Task to complete ->
Convert the stretch of rows that begins with the line containing "OBJECT_QUERY: white pickup truck" and ends with the line containing "top-left (388, 119), bottom-right (845, 176)" into a JSON list of strings, one string per line, with both end lines included and blank lines left out.

Input material ->

****************************************

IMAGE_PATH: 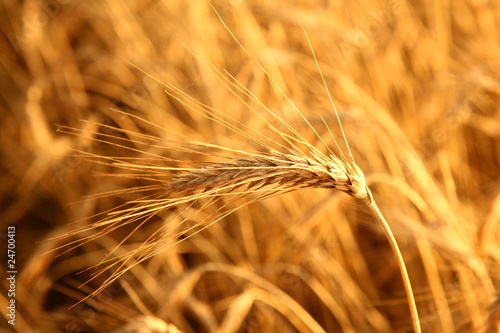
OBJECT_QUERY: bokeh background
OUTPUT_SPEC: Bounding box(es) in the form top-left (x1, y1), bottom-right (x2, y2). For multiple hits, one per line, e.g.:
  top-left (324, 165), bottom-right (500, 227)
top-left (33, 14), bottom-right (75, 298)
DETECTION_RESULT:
top-left (0, 0), bottom-right (500, 332)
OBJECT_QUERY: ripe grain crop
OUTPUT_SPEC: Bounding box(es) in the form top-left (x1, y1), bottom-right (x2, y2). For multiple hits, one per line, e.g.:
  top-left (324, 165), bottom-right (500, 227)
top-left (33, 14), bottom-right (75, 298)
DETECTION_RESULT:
top-left (0, 0), bottom-right (500, 333)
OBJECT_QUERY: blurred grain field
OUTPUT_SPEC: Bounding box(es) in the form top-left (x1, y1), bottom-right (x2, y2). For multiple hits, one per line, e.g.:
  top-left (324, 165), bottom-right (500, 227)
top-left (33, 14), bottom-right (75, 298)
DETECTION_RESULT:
top-left (0, 0), bottom-right (500, 333)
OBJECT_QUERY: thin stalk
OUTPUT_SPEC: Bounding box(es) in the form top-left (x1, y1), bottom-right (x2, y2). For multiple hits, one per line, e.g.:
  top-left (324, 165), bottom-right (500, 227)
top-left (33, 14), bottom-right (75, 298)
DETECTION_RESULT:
top-left (365, 189), bottom-right (422, 333)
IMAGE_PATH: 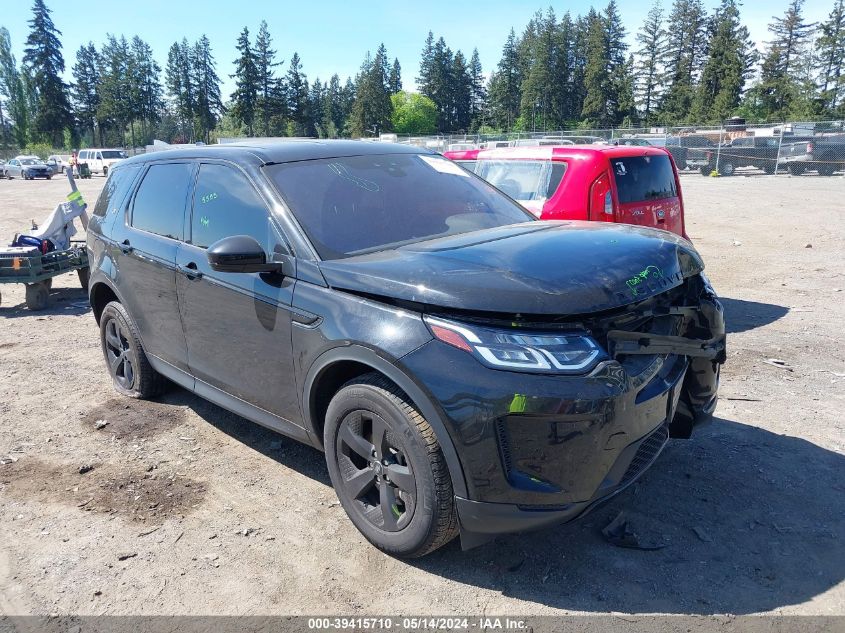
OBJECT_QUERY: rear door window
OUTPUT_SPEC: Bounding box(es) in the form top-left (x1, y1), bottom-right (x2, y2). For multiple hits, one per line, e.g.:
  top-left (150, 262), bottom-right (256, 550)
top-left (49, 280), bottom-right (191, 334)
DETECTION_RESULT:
top-left (191, 164), bottom-right (270, 250)
top-left (610, 154), bottom-right (678, 204)
top-left (94, 165), bottom-right (141, 217)
top-left (132, 163), bottom-right (193, 240)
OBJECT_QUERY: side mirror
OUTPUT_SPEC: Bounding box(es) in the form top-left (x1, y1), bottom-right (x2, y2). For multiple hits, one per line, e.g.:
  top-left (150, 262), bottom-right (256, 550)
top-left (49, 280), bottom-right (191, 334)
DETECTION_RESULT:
top-left (206, 235), bottom-right (282, 273)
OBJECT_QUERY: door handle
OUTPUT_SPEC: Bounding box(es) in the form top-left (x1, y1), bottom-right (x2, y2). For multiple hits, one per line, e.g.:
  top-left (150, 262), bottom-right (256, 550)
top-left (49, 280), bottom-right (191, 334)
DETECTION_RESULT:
top-left (176, 262), bottom-right (202, 279)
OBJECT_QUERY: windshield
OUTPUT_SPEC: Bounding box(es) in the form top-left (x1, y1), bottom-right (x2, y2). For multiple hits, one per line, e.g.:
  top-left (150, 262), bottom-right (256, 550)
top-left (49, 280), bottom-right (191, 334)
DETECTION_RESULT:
top-left (475, 160), bottom-right (566, 204)
top-left (266, 154), bottom-right (534, 259)
top-left (610, 154), bottom-right (678, 204)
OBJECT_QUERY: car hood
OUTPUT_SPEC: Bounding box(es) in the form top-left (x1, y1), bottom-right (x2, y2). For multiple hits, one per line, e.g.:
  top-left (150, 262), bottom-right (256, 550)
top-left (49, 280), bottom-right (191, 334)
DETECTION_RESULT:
top-left (320, 221), bottom-right (704, 315)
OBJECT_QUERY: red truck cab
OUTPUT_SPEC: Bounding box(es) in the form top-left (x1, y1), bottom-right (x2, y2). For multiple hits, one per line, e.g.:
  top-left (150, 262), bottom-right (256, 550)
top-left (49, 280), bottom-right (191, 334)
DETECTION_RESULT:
top-left (444, 145), bottom-right (688, 239)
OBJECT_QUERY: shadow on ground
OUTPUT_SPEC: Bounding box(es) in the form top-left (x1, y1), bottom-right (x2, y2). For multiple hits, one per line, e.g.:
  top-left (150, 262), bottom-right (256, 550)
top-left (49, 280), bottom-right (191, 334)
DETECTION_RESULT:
top-left (719, 297), bottom-right (789, 334)
top-left (0, 284), bottom-right (91, 319)
top-left (412, 420), bottom-right (845, 614)
top-left (142, 389), bottom-right (845, 614)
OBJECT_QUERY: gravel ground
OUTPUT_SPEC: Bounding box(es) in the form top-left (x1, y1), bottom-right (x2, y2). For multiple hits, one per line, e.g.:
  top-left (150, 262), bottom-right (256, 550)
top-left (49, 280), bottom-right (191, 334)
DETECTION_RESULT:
top-left (0, 174), bottom-right (845, 615)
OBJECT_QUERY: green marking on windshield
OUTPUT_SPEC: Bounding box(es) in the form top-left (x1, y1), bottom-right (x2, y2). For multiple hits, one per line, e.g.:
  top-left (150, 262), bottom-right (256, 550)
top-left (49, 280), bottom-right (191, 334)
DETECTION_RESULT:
top-left (625, 266), bottom-right (663, 297)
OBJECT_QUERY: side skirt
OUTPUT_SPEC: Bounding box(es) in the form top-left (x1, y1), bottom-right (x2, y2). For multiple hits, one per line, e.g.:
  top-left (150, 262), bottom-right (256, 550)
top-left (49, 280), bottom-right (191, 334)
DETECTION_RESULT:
top-left (147, 354), bottom-right (320, 448)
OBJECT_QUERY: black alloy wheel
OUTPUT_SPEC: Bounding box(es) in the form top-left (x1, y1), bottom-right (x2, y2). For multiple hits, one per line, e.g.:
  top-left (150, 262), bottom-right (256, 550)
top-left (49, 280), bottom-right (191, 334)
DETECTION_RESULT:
top-left (103, 317), bottom-right (138, 391)
top-left (335, 410), bottom-right (417, 532)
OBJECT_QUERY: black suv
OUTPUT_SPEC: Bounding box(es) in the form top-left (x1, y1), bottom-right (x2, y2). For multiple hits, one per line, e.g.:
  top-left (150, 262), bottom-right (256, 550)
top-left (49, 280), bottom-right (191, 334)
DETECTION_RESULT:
top-left (88, 141), bottom-right (725, 556)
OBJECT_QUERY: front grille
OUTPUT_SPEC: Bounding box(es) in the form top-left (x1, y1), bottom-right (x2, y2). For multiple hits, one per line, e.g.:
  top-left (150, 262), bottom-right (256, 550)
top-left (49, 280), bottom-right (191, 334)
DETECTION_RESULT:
top-left (619, 425), bottom-right (669, 487)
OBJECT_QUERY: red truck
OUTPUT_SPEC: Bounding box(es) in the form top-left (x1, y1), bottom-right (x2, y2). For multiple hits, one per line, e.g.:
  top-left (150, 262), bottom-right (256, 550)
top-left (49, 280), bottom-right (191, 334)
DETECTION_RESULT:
top-left (444, 145), bottom-right (688, 239)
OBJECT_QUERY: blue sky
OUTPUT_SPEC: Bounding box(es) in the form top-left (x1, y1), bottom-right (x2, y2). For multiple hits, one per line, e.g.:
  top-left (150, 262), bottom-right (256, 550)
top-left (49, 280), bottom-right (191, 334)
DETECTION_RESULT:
top-left (0, 0), bottom-right (833, 100)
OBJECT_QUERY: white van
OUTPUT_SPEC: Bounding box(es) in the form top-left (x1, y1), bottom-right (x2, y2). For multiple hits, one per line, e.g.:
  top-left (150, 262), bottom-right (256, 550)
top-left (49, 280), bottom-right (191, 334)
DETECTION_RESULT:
top-left (77, 148), bottom-right (126, 176)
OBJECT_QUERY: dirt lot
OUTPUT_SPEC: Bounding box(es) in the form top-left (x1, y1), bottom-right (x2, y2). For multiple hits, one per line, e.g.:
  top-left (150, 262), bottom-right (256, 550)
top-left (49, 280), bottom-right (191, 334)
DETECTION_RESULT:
top-left (0, 174), bottom-right (845, 615)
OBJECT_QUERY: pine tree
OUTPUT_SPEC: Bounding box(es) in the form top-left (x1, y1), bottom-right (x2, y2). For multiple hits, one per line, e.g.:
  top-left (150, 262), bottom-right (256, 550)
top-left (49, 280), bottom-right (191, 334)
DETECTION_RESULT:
top-left (760, 0), bottom-right (815, 119)
top-left (255, 20), bottom-right (285, 136)
top-left (97, 35), bottom-right (134, 145)
top-left (231, 27), bottom-right (260, 136)
top-left (71, 42), bottom-right (103, 145)
top-left (660, 0), bottom-right (707, 122)
top-left (349, 44), bottom-right (393, 136)
top-left (693, 0), bottom-right (757, 123)
top-left (164, 38), bottom-right (196, 142)
top-left (23, 0), bottom-right (73, 147)
top-left (0, 27), bottom-right (30, 147)
top-left (190, 33), bottom-right (224, 143)
top-left (387, 57), bottom-right (402, 95)
top-left (581, 9), bottom-right (613, 127)
top-left (449, 51), bottom-right (472, 132)
top-left (816, 0), bottom-right (845, 116)
top-left (635, 0), bottom-right (666, 122)
top-left (469, 48), bottom-right (487, 131)
top-left (489, 29), bottom-right (522, 130)
top-left (518, 9), bottom-right (557, 129)
top-left (286, 53), bottom-right (314, 136)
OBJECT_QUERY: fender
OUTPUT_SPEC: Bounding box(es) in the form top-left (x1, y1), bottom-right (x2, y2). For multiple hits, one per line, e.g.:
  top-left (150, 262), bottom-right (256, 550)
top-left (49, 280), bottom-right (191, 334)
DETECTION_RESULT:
top-left (302, 345), bottom-right (467, 497)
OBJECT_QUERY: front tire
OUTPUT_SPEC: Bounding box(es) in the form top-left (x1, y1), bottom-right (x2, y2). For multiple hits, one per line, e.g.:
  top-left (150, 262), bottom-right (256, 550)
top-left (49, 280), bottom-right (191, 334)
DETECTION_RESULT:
top-left (323, 372), bottom-right (458, 558)
top-left (100, 301), bottom-right (167, 398)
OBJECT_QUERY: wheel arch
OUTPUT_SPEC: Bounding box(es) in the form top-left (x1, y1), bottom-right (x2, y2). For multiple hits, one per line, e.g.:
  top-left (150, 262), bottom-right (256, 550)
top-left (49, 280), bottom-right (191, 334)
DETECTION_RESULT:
top-left (88, 278), bottom-right (123, 325)
top-left (302, 345), bottom-right (467, 497)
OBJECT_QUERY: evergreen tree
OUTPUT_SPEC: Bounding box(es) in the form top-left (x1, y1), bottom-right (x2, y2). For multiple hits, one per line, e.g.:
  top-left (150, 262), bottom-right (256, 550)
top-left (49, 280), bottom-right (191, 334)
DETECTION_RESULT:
top-left (97, 35), bottom-right (135, 145)
top-left (23, 0), bottom-right (73, 147)
top-left (231, 27), bottom-right (260, 136)
top-left (449, 51), bottom-right (473, 132)
top-left (387, 57), bottom-right (402, 95)
top-left (71, 42), bottom-right (103, 145)
top-left (190, 33), bottom-right (224, 143)
top-left (469, 48), bottom-right (487, 130)
top-left (660, 0), bottom-right (707, 122)
top-left (255, 20), bottom-right (285, 136)
top-left (489, 29), bottom-right (522, 130)
top-left (349, 44), bottom-right (393, 136)
top-left (0, 27), bottom-right (30, 147)
top-left (581, 9), bottom-right (613, 127)
top-left (759, 0), bottom-right (815, 119)
top-left (816, 0), bottom-right (845, 116)
top-left (164, 38), bottom-right (196, 142)
top-left (286, 53), bottom-right (314, 136)
top-left (635, 0), bottom-right (666, 122)
top-left (693, 0), bottom-right (757, 123)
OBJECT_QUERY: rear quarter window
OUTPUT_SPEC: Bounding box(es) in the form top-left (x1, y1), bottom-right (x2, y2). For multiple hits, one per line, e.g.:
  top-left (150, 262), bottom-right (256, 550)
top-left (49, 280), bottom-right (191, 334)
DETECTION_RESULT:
top-left (132, 163), bottom-right (193, 240)
top-left (610, 155), bottom-right (678, 204)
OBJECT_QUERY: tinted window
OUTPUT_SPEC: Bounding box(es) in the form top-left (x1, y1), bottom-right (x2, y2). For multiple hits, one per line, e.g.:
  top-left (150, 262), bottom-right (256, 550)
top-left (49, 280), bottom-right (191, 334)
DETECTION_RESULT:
top-left (191, 165), bottom-right (269, 248)
top-left (610, 155), bottom-right (678, 204)
top-left (266, 154), bottom-right (534, 259)
top-left (475, 159), bottom-right (566, 202)
top-left (94, 165), bottom-right (141, 216)
top-left (132, 163), bottom-right (193, 240)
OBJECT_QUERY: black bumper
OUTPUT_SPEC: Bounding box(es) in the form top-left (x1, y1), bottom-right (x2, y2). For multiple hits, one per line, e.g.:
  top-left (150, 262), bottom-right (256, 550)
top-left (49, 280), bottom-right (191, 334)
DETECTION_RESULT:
top-left (455, 423), bottom-right (669, 549)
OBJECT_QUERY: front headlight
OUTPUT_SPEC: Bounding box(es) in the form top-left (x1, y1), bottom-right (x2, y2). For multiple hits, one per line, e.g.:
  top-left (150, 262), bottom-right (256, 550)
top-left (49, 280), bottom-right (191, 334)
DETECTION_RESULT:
top-left (425, 316), bottom-right (607, 374)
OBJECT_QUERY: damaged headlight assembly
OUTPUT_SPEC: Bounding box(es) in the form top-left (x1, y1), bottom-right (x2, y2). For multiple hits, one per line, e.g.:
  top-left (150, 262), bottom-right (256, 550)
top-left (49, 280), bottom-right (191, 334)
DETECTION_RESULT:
top-left (425, 316), bottom-right (608, 374)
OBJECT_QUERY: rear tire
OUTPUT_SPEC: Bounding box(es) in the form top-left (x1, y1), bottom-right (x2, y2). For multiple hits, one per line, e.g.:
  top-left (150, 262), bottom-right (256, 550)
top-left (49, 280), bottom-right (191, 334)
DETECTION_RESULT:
top-left (26, 281), bottom-right (50, 310)
top-left (100, 301), bottom-right (167, 398)
top-left (323, 372), bottom-right (458, 558)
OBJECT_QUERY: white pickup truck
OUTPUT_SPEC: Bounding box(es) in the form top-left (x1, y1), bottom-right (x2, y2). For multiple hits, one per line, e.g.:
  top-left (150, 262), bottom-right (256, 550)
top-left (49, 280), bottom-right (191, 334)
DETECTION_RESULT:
top-left (77, 148), bottom-right (126, 176)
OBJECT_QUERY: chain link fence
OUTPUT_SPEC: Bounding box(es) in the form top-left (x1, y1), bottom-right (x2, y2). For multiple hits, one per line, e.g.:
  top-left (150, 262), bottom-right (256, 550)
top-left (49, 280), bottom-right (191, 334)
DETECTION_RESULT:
top-left (388, 119), bottom-right (845, 176)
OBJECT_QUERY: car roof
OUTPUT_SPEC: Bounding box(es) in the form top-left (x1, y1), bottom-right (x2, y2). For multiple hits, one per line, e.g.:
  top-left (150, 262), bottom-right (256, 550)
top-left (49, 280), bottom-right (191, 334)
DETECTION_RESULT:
top-left (444, 145), bottom-right (666, 160)
top-left (124, 139), bottom-right (434, 164)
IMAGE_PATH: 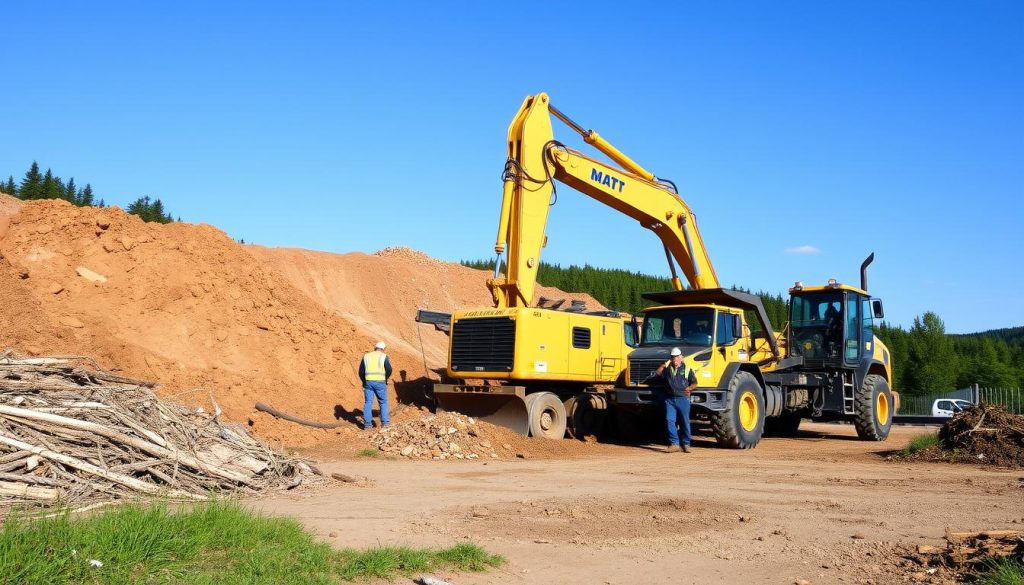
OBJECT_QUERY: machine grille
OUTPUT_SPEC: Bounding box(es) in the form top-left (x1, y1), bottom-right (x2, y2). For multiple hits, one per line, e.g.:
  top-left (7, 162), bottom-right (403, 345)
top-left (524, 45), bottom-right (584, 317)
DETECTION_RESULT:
top-left (630, 360), bottom-right (665, 385)
top-left (452, 317), bottom-right (515, 372)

****************************************

Task result ->
[
  "OBJECT_QUERY: white pickup truck",
  "OUTPUT_SPEC: Bounding box(es) in the form top-left (x1, y1), bottom-right (x2, y2). For multiple hits, one per line, e.g.:",
  "  top-left (150, 262), bottom-right (256, 550)",
  "top-left (49, 280), bottom-right (191, 334)",
  "DETECTION_RESULT:",
  "top-left (77, 148), bottom-right (126, 176)",
  "OBJECT_QUERY: chain link fence",
  "OUTPUT_SPEC: Bounding box(es) in the form top-left (x1, y1), bottom-right (x2, y2). For multiple hits, one per line, e.g.:",
  "  top-left (150, 262), bottom-right (256, 550)",
  "top-left (49, 280), bottom-right (191, 334)",
  "DETECTION_RESULT:",
  "top-left (388, 119), bottom-right (845, 176)"
]